항목:

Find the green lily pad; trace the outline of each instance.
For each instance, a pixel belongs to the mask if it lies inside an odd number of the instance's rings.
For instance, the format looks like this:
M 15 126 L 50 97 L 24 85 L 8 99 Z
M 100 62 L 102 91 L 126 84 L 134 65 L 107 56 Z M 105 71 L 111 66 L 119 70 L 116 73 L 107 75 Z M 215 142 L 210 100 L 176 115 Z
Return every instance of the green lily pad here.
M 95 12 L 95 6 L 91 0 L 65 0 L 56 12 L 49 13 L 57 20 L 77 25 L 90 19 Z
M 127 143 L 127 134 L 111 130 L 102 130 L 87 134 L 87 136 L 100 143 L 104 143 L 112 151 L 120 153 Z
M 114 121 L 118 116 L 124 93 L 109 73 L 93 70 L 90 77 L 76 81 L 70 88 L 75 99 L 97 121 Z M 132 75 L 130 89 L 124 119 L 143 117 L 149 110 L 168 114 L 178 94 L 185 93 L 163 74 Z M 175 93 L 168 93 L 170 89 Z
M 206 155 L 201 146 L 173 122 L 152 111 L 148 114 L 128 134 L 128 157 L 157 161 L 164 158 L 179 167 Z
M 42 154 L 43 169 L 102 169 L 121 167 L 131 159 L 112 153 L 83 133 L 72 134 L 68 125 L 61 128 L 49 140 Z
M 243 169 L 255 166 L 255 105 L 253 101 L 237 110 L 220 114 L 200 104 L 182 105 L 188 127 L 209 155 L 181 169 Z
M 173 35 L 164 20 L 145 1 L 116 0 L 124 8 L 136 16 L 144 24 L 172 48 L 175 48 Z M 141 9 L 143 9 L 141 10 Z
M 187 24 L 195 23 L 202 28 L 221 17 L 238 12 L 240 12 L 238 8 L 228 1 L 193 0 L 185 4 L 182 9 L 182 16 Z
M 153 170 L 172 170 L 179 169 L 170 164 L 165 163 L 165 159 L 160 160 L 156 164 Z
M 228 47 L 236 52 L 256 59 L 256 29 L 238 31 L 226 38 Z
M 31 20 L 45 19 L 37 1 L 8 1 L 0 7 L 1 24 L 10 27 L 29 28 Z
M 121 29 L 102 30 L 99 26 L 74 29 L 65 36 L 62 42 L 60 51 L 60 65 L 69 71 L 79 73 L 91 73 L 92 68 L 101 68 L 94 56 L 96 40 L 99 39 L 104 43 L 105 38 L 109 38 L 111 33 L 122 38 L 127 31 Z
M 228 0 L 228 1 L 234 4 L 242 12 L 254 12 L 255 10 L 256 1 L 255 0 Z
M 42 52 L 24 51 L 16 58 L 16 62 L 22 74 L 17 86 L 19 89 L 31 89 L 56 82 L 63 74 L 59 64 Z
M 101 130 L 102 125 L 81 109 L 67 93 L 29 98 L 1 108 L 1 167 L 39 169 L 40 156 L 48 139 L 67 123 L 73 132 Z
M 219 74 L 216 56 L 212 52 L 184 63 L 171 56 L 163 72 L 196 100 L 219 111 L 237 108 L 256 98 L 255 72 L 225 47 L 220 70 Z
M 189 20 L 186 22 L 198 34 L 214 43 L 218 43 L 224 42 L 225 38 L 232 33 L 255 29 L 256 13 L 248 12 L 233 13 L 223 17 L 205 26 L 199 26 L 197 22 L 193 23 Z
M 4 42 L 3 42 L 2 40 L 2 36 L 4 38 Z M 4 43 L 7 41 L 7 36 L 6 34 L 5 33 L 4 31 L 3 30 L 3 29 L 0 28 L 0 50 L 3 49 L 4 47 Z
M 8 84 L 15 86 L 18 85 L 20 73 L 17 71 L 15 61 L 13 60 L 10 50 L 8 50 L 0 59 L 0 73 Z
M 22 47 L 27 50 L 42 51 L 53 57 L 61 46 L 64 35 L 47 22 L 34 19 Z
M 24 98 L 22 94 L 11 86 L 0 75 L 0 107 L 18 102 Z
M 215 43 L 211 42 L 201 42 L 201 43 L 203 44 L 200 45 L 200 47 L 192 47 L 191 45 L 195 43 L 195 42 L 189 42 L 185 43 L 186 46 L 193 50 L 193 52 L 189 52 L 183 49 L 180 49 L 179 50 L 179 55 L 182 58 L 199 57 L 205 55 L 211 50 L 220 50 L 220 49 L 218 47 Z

과제: 위의 항목을 하나도 빠짐없이 한 글자도 바꾸지 말고 그대로 돌려주세요.

최종 결과:
Find the green lily pad; trace the outline of each instance.
For each instance, a pixel belongs to the mask if it lies inside an odd number of the instance's rings.
For instance, the format looks like this:
M 15 126 L 50 97 L 24 85 L 8 99 Z
M 100 62 L 102 91 L 126 84 L 134 65 L 107 56 Z M 105 71 L 111 66 L 119 70 L 116 73 L 107 75 Z M 215 142 L 210 100 L 176 115 Z
Return every instance of the green lily pad here.
M 95 12 L 95 6 L 91 0 L 65 0 L 56 12 L 49 13 L 57 20 L 77 25 L 90 19 Z
M 127 143 L 127 134 L 111 130 L 102 130 L 87 134 L 87 136 L 100 143 L 104 143 L 112 151 L 120 153 Z
M 114 121 L 118 116 L 124 93 L 109 73 L 93 70 L 90 77 L 76 81 L 70 88 L 75 99 L 97 121 Z M 132 75 L 130 89 L 124 119 L 143 117 L 149 110 L 168 114 L 178 94 L 185 93 L 163 74 Z M 175 93 L 168 93 L 170 89 Z
M 206 155 L 201 146 L 173 122 L 152 111 L 148 114 L 128 134 L 128 157 L 157 161 L 164 158 L 179 167 Z
M 42 154 L 43 169 L 102 169 L 121 167 L 131 159 L 112 153 L 83 133 L 72 134 L 68 125 L 61 128 L 49 140 Z
M 243 169 L 255 166 L 255 105 L 253 101 L 237 110 L 220 114 L 200 104 L 182 105 L 188 127 L 209 155 L 181 169 Z
M 173 35 L 164 20 L 145 1 L 116 0 L 124 8 L 136 16 L 144 24 L 172 48 L 175 48 Z M 141 9 L 143 9 L 141 10 Z
M 187 24 L 195 23 L 202 28 L 221 17 L 238 12 L 240 12 L 238 8 L 228 1 L 193 0 L 185 4 L 182 9 L 182 16 Z
M 153 170 L 172 170 L 179 169 L 170 164 L 165 163 L 165 159 L 160 160 L 156 164 Z
M 228 47 L 236 52 L 256 59 L 256 29 L 238 31 L 226 38 Z
M 31 20 L 45 19 L 37 1 L 8 1 L 0 7 L 1 24 L 10 27 L 29 28 Z
M 121 29 L 102 30 L 99 26 L 74 29 L 65 36 L 62 42 L 60 51 L 60 65 L 69 71 L 79 73 L 91 73 L 92 68 L 101 68 L 94 56 L 96 40 L 99 39 L 104 43 L 105 38 L 109 38 L 111 33 L 122 38 L 127 31 Z
M 228 0 L 228 1 L 234 4 L 242 12 L 254 12 L 255 10 L 256 1 L 255 0 Z
M 42 52 L 24 51 L 16 58 L 16 62 L 22 74 L 17 86 L 19 89 L 31 89 L 56 82 L 63 74 L 59 64 Z
M 101 130 L 102 125 L 81 109 L 67 93 L 29 98 L 1 108 L 1 167 L 39 169 L 40 156 L 48 139 L 67 123 L 73 132 Z
M 219 74 L 216 56 L 212 52 L 184 63 L 171 56 L 163 72 L 196 100 L 219 111 L 237 108 L 256 98 L 255 72 L 225 47 L 220 70 Z
M 189 20 L 186 22 L 198 34 L 214 43 L 218 43 L 224 42 L 225 38 L 232 33 L 255 29 L 256 13 L 248 12 L 233 13 L 223 17 L 205 26 L 199 26 L 197 22 L 193 23 Z
M 4 42 L 3 42 L 2 40 L 2 36 L 4 38 Z M 4 43 L 7 41 L 7 36 L 6 34 L 5 33 L 4 31 L 3 30 L 3 29 L 0 28 L 0 50 L 3 49 L 4 47 Z
M 8 84 L 15 86 L 18 85 L 20 73 L 17 71 L 15 61 L 13 60 L 10 50 L 8 50 L 0 59 L 0 73 Z
M 22 47 L 27 50 L 42 51 L 53 57 L 61 46 L 64 35 L 47 22 L 34 19 Z
M 24 98 L 22 94 L 11 86 L 0 75 L 0 107 L 18 102 Z
M 215 43 L 211 42 L 201 42 L 201 43 L 203 44 L 200 45 L 200 47 L 192 47 L 191 45 L 195 43 L 195 42 L 189 42 L 185 43 L 186 46 L 193 50 L 193 52 L 189 52 L 183 49 L 180 49 L 179 50 L 179 55 L 182 58 L 199 57 L 205 55 L 211 50 L 220 50 L 220 49 L 218 47 Z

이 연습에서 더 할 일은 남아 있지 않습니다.